— Start of Data for this task —

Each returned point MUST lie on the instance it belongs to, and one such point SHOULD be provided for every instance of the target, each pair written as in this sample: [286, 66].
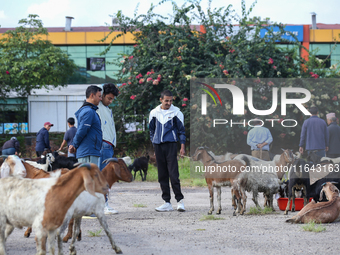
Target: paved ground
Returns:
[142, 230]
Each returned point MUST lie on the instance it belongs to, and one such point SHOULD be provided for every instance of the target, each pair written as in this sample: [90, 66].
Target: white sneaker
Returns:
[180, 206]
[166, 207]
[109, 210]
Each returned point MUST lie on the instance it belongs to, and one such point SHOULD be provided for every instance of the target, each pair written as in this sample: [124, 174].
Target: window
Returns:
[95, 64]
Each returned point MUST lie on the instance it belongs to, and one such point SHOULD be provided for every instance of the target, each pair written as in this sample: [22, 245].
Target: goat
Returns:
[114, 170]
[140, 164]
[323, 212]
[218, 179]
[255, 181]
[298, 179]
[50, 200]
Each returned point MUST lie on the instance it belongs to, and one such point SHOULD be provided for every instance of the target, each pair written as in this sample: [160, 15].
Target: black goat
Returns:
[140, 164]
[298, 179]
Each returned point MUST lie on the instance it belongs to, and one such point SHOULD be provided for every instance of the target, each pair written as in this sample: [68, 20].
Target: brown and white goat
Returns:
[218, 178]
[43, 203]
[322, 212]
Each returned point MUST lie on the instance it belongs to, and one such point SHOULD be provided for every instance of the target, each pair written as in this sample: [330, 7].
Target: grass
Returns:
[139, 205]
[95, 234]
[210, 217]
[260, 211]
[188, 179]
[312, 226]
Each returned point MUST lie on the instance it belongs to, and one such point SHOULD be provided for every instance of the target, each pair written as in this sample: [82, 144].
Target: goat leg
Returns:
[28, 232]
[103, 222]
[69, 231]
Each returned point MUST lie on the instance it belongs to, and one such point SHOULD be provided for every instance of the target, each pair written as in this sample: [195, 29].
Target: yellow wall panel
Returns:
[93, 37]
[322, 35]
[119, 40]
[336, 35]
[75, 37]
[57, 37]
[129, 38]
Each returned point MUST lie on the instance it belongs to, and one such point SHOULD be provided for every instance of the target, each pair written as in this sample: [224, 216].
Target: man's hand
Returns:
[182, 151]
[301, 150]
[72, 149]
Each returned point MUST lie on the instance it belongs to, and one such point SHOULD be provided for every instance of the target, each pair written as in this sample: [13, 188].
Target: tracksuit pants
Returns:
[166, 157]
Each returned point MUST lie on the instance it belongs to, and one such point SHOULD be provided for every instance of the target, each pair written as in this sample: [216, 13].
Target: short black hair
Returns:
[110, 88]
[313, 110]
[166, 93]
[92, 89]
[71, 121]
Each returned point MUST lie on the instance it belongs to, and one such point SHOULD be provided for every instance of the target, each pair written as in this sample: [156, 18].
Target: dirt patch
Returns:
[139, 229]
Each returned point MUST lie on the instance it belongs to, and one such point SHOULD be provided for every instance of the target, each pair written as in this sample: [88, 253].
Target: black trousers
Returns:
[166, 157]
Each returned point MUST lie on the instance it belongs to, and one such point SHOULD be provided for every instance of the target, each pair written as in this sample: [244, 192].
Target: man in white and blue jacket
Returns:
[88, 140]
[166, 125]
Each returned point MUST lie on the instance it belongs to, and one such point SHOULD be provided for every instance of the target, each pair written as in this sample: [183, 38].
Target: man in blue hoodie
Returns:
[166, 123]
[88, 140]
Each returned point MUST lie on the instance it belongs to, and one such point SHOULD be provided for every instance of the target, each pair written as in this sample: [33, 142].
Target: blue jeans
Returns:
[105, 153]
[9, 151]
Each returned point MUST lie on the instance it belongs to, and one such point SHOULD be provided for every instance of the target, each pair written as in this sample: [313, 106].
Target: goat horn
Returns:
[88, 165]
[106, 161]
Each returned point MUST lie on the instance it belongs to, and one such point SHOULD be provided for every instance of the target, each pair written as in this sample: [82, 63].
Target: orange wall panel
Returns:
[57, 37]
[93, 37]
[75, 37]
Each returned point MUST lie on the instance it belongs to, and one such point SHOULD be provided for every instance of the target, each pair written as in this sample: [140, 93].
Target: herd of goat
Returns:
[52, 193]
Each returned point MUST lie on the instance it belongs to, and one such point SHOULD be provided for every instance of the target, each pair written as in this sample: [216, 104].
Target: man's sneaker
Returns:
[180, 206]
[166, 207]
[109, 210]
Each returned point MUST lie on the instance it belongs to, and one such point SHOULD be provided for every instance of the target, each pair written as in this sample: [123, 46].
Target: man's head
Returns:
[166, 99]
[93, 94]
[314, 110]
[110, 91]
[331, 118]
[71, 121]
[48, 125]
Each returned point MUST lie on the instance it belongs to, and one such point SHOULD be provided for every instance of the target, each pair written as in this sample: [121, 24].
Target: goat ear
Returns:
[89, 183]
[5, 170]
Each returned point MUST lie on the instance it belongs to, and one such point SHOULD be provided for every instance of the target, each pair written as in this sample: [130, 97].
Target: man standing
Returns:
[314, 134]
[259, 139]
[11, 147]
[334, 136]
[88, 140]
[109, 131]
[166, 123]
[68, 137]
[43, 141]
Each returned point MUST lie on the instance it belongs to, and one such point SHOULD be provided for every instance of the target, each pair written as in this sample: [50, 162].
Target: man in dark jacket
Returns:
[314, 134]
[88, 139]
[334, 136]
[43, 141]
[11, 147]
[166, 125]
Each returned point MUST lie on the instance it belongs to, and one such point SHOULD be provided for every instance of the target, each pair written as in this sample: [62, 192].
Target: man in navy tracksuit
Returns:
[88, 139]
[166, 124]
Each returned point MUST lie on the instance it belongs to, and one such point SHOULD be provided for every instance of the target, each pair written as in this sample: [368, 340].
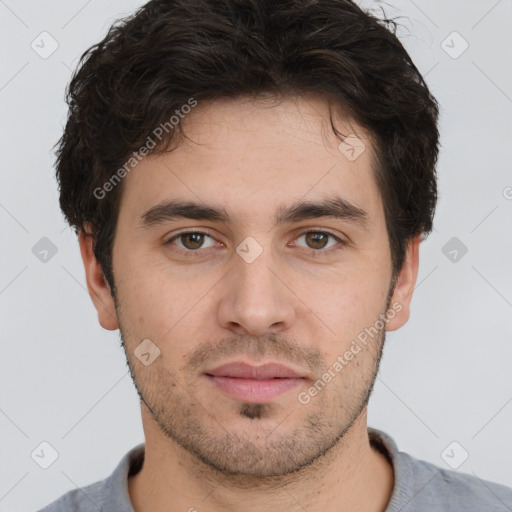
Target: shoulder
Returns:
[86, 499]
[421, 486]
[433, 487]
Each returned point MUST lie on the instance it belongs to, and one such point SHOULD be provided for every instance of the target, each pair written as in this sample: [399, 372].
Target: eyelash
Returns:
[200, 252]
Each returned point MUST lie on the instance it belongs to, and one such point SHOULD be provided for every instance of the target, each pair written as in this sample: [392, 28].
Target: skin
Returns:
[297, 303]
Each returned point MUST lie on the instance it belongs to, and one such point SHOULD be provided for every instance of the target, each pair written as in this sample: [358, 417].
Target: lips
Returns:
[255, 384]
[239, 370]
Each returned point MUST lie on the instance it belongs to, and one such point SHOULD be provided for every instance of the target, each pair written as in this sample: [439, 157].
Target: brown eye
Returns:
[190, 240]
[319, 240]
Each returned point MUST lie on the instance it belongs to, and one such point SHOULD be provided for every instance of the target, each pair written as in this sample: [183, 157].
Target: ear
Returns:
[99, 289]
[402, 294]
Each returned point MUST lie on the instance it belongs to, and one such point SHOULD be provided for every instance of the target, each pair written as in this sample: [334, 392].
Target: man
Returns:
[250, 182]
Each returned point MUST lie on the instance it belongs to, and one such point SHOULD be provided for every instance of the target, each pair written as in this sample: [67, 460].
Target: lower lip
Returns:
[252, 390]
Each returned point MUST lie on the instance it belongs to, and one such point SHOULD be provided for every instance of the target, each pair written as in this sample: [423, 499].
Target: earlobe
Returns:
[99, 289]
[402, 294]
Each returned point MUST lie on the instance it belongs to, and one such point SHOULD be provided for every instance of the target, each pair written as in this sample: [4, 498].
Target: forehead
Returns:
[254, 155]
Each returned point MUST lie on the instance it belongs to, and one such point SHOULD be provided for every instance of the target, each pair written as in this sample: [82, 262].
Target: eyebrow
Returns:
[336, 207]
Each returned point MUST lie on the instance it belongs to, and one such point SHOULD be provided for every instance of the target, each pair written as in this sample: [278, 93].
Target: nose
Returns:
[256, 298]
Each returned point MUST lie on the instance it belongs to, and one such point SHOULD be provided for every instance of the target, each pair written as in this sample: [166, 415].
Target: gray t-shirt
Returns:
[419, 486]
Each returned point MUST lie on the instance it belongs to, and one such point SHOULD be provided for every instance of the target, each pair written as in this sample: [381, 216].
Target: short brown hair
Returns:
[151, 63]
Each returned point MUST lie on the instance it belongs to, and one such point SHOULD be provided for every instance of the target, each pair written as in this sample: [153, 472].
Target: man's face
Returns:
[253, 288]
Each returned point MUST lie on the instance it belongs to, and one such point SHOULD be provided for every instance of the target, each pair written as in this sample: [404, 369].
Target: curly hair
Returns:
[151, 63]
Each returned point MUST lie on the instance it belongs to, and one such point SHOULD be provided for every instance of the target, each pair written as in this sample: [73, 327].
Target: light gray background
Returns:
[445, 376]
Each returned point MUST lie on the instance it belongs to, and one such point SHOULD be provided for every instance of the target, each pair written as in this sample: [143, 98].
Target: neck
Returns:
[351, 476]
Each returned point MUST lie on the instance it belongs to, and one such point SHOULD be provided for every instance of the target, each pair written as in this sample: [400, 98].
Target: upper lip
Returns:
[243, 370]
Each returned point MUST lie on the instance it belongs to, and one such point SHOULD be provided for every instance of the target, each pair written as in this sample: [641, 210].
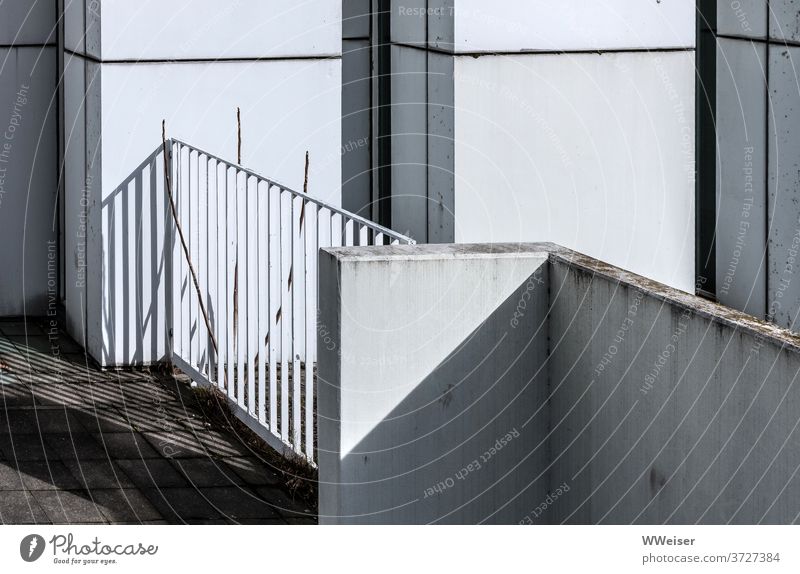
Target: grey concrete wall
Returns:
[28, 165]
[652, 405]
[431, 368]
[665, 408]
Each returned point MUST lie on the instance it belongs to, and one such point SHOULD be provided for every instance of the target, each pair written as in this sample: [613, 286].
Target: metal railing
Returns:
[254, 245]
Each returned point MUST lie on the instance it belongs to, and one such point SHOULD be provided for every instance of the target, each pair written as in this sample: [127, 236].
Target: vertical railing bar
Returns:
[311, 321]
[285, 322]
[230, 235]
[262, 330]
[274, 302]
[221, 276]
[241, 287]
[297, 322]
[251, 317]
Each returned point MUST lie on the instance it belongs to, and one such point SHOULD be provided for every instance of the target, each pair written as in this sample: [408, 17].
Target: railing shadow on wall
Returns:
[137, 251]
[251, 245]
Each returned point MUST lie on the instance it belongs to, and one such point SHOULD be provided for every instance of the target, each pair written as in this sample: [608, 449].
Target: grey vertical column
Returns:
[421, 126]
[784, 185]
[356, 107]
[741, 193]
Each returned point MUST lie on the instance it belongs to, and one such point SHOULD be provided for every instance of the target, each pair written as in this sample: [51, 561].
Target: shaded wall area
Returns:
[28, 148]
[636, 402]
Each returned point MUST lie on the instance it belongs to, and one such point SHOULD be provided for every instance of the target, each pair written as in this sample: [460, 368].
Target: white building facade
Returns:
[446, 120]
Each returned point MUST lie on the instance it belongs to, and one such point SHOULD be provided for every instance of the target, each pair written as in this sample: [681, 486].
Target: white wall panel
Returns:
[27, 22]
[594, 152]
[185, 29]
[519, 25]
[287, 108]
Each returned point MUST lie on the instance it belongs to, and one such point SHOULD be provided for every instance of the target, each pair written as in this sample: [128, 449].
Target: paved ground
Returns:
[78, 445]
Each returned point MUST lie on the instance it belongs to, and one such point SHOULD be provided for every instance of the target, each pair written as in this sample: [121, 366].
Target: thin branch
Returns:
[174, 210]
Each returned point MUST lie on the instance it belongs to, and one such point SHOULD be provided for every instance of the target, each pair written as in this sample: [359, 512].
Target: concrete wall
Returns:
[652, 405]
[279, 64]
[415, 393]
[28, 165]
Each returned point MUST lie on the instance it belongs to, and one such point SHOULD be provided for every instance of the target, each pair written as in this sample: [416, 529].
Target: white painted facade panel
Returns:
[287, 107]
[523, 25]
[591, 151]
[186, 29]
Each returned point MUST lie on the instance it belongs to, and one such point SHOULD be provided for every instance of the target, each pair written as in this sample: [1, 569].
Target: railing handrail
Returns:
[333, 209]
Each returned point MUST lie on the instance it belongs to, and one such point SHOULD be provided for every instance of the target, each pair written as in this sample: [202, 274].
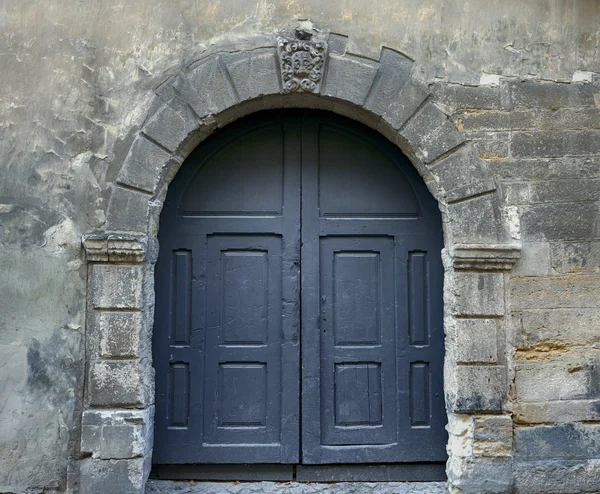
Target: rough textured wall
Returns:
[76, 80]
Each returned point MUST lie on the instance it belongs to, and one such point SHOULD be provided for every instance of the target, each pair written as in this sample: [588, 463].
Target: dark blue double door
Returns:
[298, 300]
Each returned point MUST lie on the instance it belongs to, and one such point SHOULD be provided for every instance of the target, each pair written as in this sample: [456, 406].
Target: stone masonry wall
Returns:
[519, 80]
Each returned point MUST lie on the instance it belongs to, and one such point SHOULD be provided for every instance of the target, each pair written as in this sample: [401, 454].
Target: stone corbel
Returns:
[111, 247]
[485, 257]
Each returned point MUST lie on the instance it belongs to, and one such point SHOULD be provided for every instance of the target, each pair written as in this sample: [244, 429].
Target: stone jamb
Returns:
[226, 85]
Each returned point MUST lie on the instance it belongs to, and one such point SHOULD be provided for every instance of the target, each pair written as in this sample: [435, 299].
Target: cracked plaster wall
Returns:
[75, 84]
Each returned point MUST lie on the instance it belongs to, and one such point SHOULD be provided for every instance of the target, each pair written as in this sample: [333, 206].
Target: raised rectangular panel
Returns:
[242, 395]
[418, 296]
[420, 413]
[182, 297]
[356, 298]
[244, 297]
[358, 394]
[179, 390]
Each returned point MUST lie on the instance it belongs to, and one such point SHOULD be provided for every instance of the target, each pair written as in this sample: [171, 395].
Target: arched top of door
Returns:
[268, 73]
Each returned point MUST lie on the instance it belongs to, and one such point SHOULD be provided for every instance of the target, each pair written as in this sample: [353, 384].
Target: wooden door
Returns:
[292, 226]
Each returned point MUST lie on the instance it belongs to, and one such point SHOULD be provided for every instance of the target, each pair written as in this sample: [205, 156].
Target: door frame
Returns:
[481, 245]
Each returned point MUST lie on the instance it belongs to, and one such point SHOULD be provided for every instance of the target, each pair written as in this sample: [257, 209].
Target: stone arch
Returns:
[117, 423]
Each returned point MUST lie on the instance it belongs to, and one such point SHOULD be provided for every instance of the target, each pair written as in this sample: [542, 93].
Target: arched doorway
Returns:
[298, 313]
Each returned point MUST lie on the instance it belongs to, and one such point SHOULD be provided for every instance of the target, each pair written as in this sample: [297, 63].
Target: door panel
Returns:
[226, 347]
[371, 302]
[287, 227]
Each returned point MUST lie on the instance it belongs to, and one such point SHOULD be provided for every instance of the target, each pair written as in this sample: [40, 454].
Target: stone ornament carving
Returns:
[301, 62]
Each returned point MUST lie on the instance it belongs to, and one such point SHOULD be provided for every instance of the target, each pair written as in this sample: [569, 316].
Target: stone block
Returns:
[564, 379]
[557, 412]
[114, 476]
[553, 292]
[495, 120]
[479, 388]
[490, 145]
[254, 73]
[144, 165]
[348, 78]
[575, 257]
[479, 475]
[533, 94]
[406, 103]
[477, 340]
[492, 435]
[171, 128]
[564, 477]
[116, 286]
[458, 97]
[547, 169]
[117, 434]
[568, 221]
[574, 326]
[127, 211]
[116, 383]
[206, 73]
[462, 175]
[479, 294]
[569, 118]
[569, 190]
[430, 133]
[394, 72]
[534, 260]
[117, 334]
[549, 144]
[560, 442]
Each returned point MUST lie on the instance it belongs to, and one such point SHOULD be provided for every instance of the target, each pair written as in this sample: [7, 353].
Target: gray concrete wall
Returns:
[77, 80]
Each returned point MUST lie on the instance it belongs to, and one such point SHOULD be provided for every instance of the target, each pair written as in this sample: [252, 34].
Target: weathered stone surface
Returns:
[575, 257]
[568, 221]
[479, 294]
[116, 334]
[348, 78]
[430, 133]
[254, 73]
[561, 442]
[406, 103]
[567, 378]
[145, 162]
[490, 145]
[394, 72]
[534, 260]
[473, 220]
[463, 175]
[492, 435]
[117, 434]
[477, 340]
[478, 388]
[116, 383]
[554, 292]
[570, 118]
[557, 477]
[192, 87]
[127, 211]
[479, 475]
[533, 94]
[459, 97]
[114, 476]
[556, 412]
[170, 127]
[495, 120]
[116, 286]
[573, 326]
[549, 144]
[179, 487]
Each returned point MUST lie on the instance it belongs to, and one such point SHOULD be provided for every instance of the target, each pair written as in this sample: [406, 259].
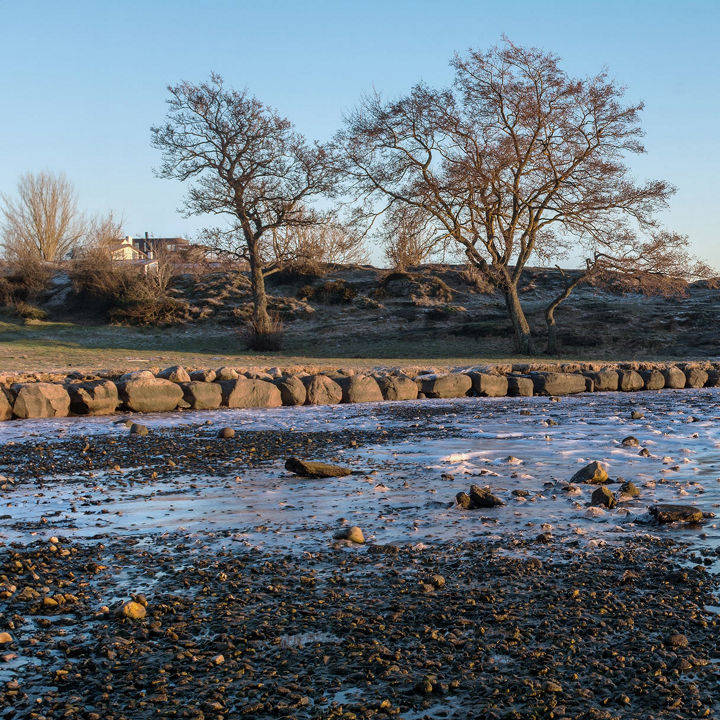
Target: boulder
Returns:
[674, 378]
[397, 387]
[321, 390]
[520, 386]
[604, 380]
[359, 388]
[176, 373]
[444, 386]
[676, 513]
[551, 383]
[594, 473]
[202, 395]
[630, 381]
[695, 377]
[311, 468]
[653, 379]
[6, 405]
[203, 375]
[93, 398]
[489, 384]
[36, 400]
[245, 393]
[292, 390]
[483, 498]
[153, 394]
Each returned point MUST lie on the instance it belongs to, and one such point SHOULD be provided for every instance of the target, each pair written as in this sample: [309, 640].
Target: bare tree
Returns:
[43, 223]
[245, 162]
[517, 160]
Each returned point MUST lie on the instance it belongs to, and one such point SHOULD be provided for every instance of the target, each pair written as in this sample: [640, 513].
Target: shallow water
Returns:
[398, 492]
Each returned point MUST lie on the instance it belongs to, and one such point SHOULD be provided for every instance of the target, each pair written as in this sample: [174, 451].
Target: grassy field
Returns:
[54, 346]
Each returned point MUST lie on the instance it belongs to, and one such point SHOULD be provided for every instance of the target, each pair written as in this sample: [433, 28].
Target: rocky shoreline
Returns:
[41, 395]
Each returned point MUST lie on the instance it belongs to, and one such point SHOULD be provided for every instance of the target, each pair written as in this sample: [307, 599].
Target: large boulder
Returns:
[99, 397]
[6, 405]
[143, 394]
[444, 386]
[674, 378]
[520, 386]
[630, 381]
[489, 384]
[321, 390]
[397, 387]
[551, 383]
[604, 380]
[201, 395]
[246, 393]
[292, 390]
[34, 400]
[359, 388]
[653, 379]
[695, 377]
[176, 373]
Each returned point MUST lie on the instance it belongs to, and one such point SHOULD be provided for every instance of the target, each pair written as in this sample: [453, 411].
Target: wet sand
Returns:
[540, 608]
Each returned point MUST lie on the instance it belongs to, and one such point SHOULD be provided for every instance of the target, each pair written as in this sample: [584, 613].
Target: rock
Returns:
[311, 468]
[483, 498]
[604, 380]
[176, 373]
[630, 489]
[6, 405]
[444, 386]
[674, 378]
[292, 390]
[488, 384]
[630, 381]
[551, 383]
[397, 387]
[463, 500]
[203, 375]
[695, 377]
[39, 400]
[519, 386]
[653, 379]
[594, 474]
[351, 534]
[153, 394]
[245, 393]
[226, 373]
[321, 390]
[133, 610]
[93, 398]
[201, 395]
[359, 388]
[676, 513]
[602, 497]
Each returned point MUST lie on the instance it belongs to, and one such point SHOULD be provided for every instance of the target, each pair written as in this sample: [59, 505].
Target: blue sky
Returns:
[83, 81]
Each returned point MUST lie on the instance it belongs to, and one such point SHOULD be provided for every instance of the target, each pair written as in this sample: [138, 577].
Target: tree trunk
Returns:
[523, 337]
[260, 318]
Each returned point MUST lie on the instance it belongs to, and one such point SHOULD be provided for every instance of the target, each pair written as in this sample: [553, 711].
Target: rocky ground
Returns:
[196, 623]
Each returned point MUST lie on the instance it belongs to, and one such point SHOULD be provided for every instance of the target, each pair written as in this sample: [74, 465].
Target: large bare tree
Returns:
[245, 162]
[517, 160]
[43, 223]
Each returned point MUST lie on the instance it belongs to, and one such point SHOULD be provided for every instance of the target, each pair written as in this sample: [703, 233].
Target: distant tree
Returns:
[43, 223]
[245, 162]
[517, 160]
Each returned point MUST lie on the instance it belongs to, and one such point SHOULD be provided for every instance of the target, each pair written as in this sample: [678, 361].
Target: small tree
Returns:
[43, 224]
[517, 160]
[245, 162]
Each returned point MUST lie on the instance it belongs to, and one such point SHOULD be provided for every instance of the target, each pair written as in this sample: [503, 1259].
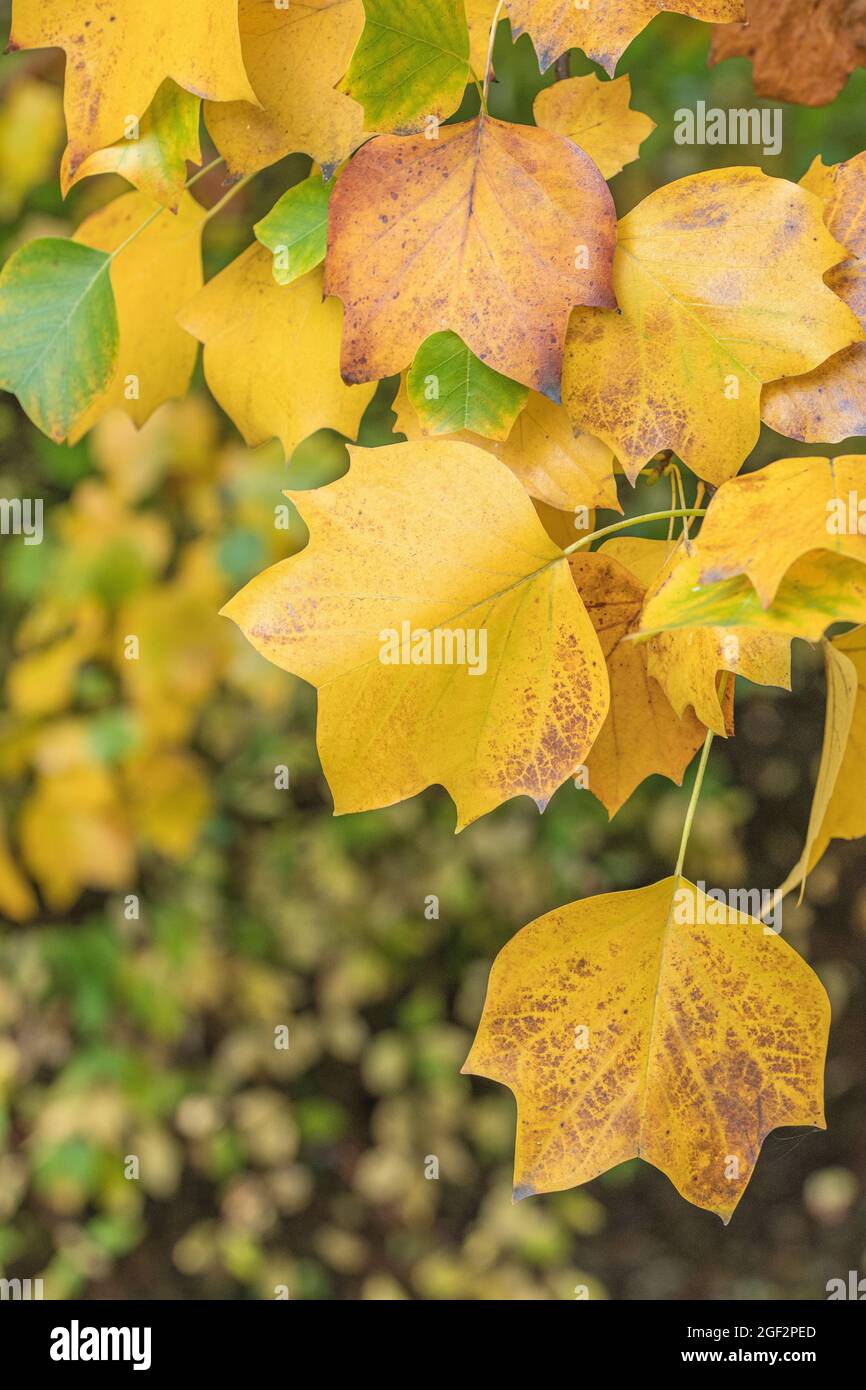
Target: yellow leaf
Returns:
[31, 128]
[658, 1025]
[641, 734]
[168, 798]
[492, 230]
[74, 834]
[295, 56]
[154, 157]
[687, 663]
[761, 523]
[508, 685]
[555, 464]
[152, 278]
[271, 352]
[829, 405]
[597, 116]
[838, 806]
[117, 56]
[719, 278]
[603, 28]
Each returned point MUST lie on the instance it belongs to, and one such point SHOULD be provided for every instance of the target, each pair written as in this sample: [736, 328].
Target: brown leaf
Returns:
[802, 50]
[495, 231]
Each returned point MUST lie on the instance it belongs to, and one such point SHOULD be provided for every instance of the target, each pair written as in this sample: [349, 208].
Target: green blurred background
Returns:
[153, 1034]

— End of Data for this task —

## Written exercise
Only the lines from the line containing "sample: [503, 1259]." through the end of the data are to be reproduced, exactly and with both ends included; pictures are omitted.

## Full solution
Each returned point MUST lie on the instance it belongs to, and one such point SHOULD be provided for every instance of the target, each pair written as in this sample: [503, 1259].
Target: yellow leaf
Returns:
[31, 128]
[658, 1025]
[641, 734]
[168, 798]
[492, 230]
[74, 834]
[295, 56]
[154, 157]
[687, 663]
[761, 523]
[508, 685]
[555, 464]
[152, 278]
[271, 352]
[829, 405]
[597, 116]
[838, 806]
[117, 56]
[719, 278]
[603, 28]
Each returned point MUST lie on the instance it belongs to, and one such point SHOULD be provided for every instance of the target, each pair written as in this sample: [736, 328].
Target: brown leaf
Returns:
[802, 50]
[495, 231]
Each returned point MUST lie on the instance it belongs to, and one such point SHOULD be provided for every instance of the target, each pair written as in this sample: [349, 208].
Target: green blurred background
Returns:
[153, 1034]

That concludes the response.